§ SOURCE
## Begin

Precondition: run Task2_clean.ipynb before running this code.
This creates the input file of the Customer-Product utility matrix

This code in based on Task2_collab_user_single.ipynb<br>
The code in this notebook allows you to find out the recommendations for any customer, not just one.


In [84]:
from product_data import ProductData
import numpy as np
import pandas as pd
import random
from tqdm import tqdm
from save_file import save_file
import logging, importlib, sys

In [85]:
# ensure logging is output in the Jupyter Notebook
importlib.reload(logging)
logging.basicConfig(format='%(asctime)s | %(levelname)s : %(message)s',
                     level=logging.INFO, stream=sys.stdout)

In [86]:


file_name = "recom_pivot.csv"
prod = ProductData(file_name)
prod.set_pivot_dataframe_data_types()

Need to recommend products for the customer

Do not recommend products that the customer has already bought (also ignore where correlation = 1)

Need to recommend products that similar customers have bought but the picked customer has not.

In [87]:
def get_recommendations(picked_customer_id, prod, np_customer_similarity):
    # Number of similar customers
    n = 10
    # Customer similarity threshold
    customer_similarity_threshold = 0.1
    # find the index of the picked customer id
    picked_customer_ind = prod.dict_customers_rvs[picked_customer_id]
    # Get top n similar customers
    # Also exclude similar customers where the correlation = 1.
    # Correlation = 1 means the customer record is precisely the same as the picked customer.
    # In which case no new products will be recommended from that customer
    customer_row = np_customer_similarity[picked_customer_ind]
    
    list_customer_results = []
    #logging.info(f'get similar customers for {picked_customer_id}')
    for customer_ind, corr_val in enumerate(customer_row):
        if corr_val < customer_similarity_threshold or corr_val > 0.999:
            continue

        customer = prod.dict_customers[customer_ind]
        if customer == picked_customer_id:
            continue
            
        correlation = round(corr_val, 2)
        list_customer_results.append((customer, correlation))

## End

§ EXERCISES
- 1) What is the customer similarity threshold set to in the customer recommendation notebook?
- 2) Continue the customer recommendation notebook from its last line.

§ DATA SEGMENT
## Begin

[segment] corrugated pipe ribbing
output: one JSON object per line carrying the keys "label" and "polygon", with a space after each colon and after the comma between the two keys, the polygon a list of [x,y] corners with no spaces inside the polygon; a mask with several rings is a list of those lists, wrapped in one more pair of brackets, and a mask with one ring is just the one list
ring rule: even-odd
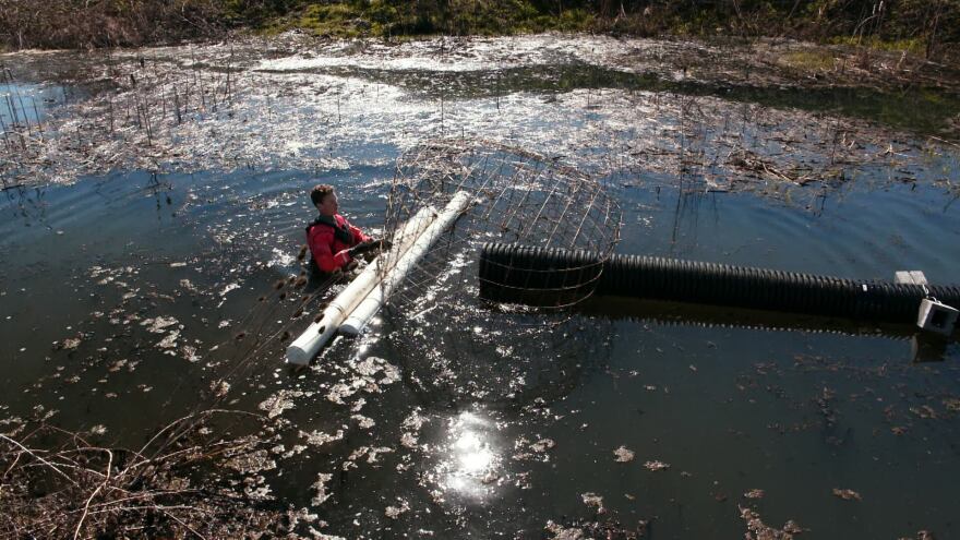
{"label": "corrugated pipe ribbing", "polygon": [[[842,279],[677,259],[487,243],[480,293],[500,302],[559,305],[590,293],[915,323],[929,296],[960,305],[960,287]],[[532,301],[530,301],[532,299]]]}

## End

§ ANSWER LIST
- 1) 0.1

- 2)
    list_customer_results.sort(key = lambda x: x[1], reverse=True)
    np_products = prod.df_products.to_numpy()
    product_names = prod.df_products.columns.values
    # convert product names list to dictionary
    product_dict = {key: i for i, key in enumerate(product_names)}
    product_dict_rvs = dict([(value, key) for key, value in product_dict.items()])
    # get product_ids for the picked customer
    picked_customer_products = prod.df_products.iloc[picked_customer_ind]
    dict_picked_customer_products = {}
    list_picked_customer_products = []
    #logging.info(f'store customer {picked_customer_id} products')
    for i, val in enumerate(picked_customer_products.values):
        if val > 0:
            product_id = product_dict_rvs[i]
            dict_picked_customer_products[product_id] = val
            list_picked_customer_products.append(product_id)
    np_selected_customers = np.empty((0, prod.df_products.shape[1]))
    logging.info(f'store recommended products for customer {picked_customer_id}')
    for customer, correlation in tqdm(list_customer_results):
        customer_ind = prod.dict_customers_rvs[customer]
        row = np_products[customer_ind]
        np_selected_customers = np.vstack([np_selected_customers, row])
    # Locate the best selling products for all the similar customers, these will be the recommended products for the selected customer. Exclude products that the customer has already bought.
    product_totals = np_selected_customers.sum(axis=0)
    dict_product_totals = dict((product_dict_rvs[key], value) for key, value in enumerate(product_totals, 0) if value > 3 and product_dict_rvs[key] not in list_picked_customer_products)
    dict_product_totals = sorted(dict_product_totals.items(), key=lambda x:x[1], reverse=True)
    return dict_product_totals

In [88]:
def get_recommendations_for_customer(picked_customer_id, prod, np_customer_similarity, N = 5):
    dict_product_totals = get_recommendations(picked_customer_id, prod, np_customer_similarity)
    print(f"Top {N} products recommended for the picked customer {picked_customer_id}")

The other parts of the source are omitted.